[LISTING]:
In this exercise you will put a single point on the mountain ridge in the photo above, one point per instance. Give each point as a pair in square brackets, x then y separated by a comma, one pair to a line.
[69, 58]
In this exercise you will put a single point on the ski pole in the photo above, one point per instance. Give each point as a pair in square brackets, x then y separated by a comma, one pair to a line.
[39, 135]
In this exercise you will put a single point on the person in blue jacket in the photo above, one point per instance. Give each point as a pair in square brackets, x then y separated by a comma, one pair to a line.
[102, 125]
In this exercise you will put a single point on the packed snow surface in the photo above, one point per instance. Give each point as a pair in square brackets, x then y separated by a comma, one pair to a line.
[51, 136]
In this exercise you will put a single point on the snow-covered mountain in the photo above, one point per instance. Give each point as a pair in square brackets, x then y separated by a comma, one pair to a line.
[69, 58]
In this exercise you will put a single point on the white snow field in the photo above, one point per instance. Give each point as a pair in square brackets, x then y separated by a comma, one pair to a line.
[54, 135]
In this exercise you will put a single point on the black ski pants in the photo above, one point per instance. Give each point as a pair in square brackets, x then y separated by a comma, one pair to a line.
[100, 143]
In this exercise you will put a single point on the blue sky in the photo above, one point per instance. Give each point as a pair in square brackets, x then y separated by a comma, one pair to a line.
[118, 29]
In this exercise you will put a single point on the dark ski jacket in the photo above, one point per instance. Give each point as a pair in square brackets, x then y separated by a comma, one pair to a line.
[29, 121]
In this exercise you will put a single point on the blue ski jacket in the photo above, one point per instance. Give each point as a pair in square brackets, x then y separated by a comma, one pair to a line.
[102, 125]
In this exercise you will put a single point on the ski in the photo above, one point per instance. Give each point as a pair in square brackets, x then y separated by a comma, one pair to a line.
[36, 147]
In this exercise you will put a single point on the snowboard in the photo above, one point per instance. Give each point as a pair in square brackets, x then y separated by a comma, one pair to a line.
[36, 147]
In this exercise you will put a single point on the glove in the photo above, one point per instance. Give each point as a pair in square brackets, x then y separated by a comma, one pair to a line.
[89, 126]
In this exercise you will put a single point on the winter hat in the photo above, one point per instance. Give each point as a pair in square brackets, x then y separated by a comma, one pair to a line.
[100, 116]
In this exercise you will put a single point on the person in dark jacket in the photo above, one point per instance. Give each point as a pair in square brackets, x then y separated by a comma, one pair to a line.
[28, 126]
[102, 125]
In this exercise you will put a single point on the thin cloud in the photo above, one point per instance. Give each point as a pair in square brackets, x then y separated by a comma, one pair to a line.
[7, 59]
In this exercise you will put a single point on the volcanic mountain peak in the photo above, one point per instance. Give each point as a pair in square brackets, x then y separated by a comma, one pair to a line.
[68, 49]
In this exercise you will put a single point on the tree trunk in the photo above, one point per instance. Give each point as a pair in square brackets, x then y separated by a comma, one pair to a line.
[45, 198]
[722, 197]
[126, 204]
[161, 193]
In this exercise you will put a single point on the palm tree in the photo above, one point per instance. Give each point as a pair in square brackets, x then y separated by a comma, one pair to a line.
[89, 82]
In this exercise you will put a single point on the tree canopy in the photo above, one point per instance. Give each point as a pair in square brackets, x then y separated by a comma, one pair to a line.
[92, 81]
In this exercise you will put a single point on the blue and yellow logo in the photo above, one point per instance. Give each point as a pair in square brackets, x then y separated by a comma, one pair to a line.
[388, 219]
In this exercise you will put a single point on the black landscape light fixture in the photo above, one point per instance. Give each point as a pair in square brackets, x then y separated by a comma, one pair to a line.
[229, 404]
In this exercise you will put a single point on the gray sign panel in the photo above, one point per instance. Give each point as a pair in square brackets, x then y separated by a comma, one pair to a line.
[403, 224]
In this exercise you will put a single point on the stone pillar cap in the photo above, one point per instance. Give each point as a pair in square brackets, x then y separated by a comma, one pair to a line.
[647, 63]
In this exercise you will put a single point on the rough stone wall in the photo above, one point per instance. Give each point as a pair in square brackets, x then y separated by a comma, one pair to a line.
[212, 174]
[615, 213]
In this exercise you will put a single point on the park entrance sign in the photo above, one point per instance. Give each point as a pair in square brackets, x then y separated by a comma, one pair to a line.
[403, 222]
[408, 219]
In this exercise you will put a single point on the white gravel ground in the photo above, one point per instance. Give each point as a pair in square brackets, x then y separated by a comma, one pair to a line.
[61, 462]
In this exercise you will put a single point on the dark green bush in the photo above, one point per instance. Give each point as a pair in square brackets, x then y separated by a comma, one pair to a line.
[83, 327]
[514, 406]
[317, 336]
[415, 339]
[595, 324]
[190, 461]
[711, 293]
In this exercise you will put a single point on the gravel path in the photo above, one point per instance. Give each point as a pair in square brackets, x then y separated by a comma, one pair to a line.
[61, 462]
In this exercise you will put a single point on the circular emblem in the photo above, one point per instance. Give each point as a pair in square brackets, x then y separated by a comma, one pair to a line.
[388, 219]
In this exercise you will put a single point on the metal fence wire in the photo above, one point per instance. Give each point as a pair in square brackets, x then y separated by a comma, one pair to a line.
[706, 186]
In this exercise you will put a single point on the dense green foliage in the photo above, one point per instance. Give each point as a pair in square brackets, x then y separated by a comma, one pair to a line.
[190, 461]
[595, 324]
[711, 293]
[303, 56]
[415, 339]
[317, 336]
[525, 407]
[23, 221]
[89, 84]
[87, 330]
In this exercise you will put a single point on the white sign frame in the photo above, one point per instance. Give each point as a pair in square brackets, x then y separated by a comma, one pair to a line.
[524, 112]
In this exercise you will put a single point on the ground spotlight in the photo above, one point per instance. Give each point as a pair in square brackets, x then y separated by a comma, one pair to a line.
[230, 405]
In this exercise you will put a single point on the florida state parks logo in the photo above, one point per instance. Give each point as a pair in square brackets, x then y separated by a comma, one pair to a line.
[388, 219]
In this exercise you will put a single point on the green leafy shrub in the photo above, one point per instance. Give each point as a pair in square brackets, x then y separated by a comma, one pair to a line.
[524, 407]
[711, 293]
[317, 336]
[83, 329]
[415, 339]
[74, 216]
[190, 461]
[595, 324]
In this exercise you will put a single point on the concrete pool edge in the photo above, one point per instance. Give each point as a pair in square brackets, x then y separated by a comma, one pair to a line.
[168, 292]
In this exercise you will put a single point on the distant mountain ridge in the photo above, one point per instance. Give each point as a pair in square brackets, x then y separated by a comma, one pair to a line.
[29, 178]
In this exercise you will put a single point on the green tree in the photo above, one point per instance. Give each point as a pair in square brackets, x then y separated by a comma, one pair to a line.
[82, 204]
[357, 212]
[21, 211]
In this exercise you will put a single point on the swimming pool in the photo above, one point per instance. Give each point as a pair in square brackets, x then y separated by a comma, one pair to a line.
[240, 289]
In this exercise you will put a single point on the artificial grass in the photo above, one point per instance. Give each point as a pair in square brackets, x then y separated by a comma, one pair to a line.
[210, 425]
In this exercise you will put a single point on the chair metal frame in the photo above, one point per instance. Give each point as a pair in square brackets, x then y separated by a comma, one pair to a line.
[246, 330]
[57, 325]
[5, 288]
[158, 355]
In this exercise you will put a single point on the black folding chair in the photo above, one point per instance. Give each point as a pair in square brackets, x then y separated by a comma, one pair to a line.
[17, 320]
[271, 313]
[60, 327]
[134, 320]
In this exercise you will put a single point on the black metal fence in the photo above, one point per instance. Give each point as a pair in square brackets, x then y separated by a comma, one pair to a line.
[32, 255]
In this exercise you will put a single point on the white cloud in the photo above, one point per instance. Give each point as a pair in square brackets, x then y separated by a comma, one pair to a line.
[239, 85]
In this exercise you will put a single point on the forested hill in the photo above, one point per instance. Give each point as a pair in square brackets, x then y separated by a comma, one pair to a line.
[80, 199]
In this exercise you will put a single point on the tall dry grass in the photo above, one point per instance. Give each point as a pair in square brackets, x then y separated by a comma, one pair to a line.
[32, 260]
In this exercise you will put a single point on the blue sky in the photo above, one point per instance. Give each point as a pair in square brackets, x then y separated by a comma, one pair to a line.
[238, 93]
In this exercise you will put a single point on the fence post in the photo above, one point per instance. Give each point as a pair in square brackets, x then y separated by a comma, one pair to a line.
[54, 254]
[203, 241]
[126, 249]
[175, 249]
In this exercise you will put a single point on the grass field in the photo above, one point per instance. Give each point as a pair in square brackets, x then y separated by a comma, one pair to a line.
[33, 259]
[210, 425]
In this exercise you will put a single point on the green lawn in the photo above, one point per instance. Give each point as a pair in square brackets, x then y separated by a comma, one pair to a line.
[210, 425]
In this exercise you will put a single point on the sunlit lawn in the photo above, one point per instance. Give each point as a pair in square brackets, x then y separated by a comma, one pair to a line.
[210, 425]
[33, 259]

[THE TASK]:
Each line from the one containing "the green lawn" to the end of the records should be echoed exactly, and no other line.

[THE REPLY]:
In this exercise you will put a single point on the green lawn in the photo above, one point per instance. Give each point as a pair in square brackets, x then y separated by a comma, one pair to a line.
[210, 425]
In this exercise you will put a single point on the sunlit lawn in the photo above, one point per instance. Give each point as a pair in square brackets, x then y separated by a comma, one pair to a line.
[210, 425]
[33, 259]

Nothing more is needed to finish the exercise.